▶ [Excerto do texto]
Os três Reis e os respetivos séquitos embarcam numa nau e desembarcam na freguesia de Belém na cidade de Lisboa. Saem engalanados com a sua comitiva mas quando encontram o Deus Menino ficam impressionados com a sua humildade. Após receberem a Sua bênção voltam para a embarcação de volta às suas terras.

Os versos em questão surgem publicados já em 1647 numa adaptação do compositor espanhol Carlos Patiño para um dos vilancicos cantados na Capela Real portuguesa no dia de Reis.[15]

O texto inclui uma série de incongruências propositadas visto que o autor as colocou na boca de simples marinheiros do povo.[15] As duas primeiras, uma viagem marítima de nau dos três Reis Magos é inverossímil uma vez que o veículo não condiz com a época e porque a Belém da Terra Santa não se encontra perto da costa. É curioso notar que na cultura popular de Inglaterra existe uma cantiga de Natal quatrocentista, "I Saw Three Ships [en]" com uma viagem semelhante dos três Reis. Uma possível explicação para este conceito comum parece ser a conjugação do desconhecimento da geografia da Terra Santa com a descrição da memorável trasladação das relíquias dos Três Reis Magos desde Milão até à Catedral de Colónia, no norte da atual Alemanha no século XII.[16]

A terceira incongruência explica as outras duas, em vez de se dirigirem à Belém bíblica, vão ter à Belém lisboeta. Esta fusão é um fenómeno comum nos vilancicos seiscentistas. Atente-se, a título de exemplo, ao vilancico anónimo dos Reis de 1648, que diz: "Vinde, moços, vinde, velhos, / e vinde Reis todos três, / que o Menino é português / pelos Santos Evangelhos"[17] ou outro, igualmente anónimo, dos Reis de 1671, "Ali se acham portugueses (…) / Tanto que em Belém entraram, / supondo que era Lisboa, / entre se é, ou não é, / eles desta sorte o provam" que prossegue com uma procura de identificar famosos locais e características de Lisboa na paisagem de Belém.[18]

Estas figuras e associações apesar de muito disseminadas na sua época são totalmente incompreensível para os intérpretes populares na atualidade que frequentemente tentam corrigir o que encaram como gralhas.[19]

Nossa Senhora do Restelo (c. 1515) na Igreja de Santa Maria de Belém.
Versão de Carlos Patiño
(1647)
Versão de Alenquer
(1971)

Avisados de uma estrela, três Reis partem pela posta,
A buscar um Rei nascido, a quem Céu e Terra adoram.
Com amor e fé caminham, não pondo tempo, nem hora,
Porque quando o Céu avisa, é delito haver demora.
Embarcam-se em uma nau, navegando vento em popa,
Porque quem com Deus navega, o mar e o vento lhe sopra.
O gajeiro, que da gávea, reconhece já a costa,
«Terra, terra!», diz a vozes e respondem-lhe de proa: (…)
Já se descobre Belém, já se vê toda Lisboa,
Os Reis se vestem de gala que os aguarda a gente fora.

▶ [Material apresentado]
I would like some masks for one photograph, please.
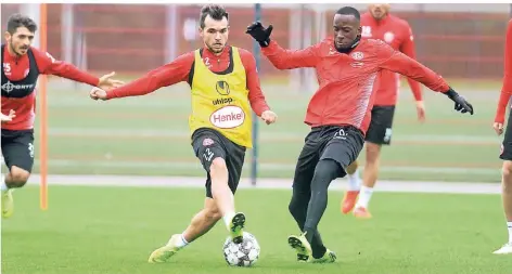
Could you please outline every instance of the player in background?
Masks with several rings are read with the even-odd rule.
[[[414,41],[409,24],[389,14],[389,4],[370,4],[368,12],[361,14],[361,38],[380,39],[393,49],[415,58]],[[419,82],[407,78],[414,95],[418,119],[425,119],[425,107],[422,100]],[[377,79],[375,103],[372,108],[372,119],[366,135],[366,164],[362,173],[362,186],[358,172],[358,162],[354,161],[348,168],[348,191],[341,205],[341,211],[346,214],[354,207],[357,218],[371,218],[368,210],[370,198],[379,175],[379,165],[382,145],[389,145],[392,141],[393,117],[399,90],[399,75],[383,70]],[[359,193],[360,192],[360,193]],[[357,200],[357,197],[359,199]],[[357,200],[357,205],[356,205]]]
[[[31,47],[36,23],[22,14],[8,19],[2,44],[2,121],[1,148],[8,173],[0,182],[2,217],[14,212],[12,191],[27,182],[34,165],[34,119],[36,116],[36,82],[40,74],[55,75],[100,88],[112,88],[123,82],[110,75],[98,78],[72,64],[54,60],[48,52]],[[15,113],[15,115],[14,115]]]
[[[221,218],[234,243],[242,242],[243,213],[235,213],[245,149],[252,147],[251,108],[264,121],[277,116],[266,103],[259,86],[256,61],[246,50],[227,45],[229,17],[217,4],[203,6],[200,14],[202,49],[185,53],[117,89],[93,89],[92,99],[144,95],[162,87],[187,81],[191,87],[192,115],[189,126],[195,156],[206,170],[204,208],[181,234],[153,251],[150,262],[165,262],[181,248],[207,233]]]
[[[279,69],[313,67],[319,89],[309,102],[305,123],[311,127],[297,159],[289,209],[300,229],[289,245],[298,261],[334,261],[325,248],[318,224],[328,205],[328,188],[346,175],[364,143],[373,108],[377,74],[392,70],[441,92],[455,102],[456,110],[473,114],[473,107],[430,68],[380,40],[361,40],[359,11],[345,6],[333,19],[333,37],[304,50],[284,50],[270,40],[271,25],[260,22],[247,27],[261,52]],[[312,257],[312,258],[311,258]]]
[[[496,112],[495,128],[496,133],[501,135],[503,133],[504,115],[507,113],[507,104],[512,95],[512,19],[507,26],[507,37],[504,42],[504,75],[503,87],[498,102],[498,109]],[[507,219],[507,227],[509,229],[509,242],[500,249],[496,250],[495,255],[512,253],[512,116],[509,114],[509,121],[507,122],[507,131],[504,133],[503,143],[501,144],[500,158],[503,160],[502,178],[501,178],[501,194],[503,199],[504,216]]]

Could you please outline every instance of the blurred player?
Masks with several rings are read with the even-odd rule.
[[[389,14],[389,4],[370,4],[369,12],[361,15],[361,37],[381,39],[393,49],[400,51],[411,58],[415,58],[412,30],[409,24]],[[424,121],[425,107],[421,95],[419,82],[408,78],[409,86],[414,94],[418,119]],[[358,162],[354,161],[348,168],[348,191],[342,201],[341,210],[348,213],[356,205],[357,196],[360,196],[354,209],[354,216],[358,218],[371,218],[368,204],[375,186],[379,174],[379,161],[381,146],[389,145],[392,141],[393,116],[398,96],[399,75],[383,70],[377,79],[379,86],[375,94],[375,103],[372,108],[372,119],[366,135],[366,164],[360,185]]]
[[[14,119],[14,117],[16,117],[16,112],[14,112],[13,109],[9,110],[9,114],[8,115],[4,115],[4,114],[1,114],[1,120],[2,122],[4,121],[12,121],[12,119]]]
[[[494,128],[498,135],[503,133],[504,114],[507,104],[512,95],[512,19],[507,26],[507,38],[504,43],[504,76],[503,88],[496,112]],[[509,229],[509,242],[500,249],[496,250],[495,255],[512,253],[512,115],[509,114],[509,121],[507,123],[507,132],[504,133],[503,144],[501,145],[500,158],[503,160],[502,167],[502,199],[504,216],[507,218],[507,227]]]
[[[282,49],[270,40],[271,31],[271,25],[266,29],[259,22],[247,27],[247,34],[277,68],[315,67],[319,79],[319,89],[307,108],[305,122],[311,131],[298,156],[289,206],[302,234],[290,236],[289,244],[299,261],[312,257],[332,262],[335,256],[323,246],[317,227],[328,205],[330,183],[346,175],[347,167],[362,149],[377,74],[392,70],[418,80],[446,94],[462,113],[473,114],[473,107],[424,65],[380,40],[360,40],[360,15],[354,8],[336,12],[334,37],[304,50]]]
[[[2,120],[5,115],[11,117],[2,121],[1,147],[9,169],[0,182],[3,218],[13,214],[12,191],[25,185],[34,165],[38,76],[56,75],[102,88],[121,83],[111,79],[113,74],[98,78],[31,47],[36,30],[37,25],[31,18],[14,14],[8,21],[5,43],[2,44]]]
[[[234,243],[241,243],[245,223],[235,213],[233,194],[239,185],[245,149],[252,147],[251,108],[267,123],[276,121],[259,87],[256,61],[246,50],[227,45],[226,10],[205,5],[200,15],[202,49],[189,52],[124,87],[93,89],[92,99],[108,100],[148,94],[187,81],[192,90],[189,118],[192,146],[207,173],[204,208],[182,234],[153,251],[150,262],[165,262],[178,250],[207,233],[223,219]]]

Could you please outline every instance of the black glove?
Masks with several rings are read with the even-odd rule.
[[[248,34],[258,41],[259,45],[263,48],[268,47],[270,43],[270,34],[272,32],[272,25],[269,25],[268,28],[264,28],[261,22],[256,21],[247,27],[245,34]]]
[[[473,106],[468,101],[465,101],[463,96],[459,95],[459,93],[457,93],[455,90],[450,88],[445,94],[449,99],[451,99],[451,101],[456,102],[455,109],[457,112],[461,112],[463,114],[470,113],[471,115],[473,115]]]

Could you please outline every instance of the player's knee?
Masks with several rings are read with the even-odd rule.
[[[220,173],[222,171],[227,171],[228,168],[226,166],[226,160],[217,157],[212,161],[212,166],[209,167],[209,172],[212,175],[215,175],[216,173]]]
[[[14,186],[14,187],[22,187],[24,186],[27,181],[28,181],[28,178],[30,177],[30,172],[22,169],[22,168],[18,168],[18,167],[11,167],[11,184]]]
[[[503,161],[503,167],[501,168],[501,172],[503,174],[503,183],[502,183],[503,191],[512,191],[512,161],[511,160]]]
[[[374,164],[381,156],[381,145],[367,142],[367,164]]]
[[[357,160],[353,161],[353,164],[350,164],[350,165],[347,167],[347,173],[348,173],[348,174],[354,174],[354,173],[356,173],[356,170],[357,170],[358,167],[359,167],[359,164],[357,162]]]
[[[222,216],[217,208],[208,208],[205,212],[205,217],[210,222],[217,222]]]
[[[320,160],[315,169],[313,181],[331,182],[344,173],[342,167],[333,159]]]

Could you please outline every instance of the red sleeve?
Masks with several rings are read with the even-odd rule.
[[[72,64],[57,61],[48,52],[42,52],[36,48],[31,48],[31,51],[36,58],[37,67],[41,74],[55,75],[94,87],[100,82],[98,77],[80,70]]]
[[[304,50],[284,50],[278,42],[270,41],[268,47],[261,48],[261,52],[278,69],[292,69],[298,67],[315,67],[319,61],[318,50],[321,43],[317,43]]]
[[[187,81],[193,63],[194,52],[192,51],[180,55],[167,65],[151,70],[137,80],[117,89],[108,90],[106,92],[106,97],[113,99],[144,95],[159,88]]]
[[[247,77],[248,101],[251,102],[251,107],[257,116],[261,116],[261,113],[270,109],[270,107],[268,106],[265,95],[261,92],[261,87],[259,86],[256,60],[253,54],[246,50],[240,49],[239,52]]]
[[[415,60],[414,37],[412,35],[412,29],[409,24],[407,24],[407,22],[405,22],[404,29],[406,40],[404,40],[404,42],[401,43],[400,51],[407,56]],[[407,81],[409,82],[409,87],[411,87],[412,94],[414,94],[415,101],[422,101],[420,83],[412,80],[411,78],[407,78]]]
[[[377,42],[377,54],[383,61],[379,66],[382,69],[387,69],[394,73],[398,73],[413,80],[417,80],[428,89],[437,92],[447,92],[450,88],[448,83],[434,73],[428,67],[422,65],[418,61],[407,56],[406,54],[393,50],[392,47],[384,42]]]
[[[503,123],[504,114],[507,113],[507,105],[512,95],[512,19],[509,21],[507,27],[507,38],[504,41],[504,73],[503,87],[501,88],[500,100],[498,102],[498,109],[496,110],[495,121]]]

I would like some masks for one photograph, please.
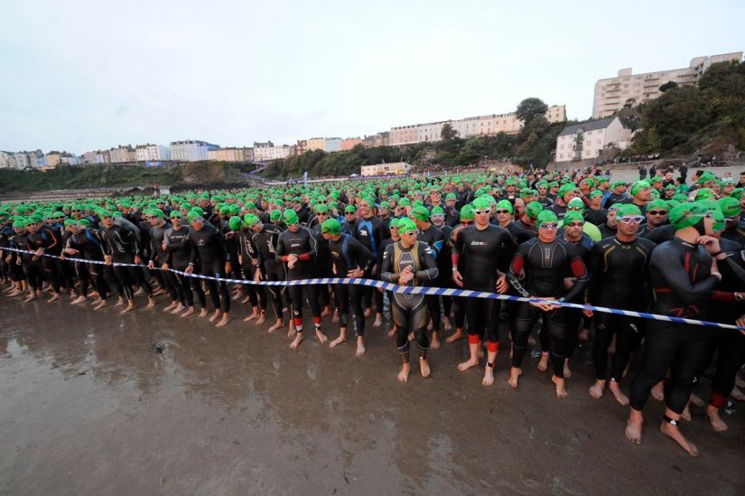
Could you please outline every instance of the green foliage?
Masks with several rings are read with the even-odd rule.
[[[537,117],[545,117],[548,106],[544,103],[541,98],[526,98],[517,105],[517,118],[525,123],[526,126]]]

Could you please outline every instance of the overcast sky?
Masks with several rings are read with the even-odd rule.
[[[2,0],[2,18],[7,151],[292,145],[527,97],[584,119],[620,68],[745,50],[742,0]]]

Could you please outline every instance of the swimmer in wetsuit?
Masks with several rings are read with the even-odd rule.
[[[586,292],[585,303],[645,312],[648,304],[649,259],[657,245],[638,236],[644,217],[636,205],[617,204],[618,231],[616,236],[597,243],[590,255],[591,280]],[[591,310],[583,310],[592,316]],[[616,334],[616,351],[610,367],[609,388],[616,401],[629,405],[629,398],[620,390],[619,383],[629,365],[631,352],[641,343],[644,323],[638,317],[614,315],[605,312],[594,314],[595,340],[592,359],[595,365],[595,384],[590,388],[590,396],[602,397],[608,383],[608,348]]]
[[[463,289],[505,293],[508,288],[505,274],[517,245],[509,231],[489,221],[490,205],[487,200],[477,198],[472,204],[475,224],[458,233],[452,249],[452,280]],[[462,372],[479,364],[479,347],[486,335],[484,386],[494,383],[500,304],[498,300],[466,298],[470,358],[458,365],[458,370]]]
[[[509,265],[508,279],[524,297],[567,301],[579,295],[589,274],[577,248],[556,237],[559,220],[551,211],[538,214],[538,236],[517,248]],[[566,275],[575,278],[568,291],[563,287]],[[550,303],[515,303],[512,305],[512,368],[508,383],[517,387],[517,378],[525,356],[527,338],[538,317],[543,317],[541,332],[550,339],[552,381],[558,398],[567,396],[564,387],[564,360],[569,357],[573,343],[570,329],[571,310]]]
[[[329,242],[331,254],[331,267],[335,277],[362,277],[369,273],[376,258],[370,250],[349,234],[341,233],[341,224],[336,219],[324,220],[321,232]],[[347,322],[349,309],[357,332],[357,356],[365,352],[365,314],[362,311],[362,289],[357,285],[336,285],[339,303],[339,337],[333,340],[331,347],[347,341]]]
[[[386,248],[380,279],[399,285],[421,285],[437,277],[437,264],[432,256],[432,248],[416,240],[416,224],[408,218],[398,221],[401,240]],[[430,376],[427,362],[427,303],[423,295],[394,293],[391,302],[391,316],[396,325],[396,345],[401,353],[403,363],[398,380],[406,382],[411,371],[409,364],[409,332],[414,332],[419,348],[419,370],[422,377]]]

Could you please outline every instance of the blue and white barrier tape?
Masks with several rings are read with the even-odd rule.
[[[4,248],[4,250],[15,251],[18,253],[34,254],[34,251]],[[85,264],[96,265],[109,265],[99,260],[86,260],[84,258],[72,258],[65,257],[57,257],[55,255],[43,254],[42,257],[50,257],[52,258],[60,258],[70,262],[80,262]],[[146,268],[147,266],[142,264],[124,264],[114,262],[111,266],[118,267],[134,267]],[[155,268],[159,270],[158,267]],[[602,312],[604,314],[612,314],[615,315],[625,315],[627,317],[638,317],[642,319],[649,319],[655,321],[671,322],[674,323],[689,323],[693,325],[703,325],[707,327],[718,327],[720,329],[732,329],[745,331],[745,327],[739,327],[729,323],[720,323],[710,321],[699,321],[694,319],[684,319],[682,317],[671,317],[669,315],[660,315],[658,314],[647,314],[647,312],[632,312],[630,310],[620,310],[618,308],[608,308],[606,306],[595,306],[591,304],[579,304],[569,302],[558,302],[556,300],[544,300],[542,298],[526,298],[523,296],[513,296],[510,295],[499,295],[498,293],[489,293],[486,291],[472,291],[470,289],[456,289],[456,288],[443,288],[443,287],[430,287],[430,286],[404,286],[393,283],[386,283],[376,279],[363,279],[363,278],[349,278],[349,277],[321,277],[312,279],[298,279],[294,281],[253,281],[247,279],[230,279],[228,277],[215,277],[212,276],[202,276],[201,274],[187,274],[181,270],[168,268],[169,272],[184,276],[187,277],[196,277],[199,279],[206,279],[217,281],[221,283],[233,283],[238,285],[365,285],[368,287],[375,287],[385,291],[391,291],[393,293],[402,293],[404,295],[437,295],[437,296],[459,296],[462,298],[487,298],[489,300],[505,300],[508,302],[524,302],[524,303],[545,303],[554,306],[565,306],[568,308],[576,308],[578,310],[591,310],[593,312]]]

▶ [O que fazer]
Por favor, cite sem alterações o trecho do excerto sobre a viagem dos Reis Magos que começa nas palavras "Versão de Carlos" e termina depois de "e Terra adoram.". O material é independente do excerto.

▶ [Resposta]
Versão de Carlos Patiño
(1647)
Versão de Alenquer
(1971)

Avisados de uma estrela, três Reis partem pela posta,
A buscar um Rei nascido, a quem Céu e Terra adoram.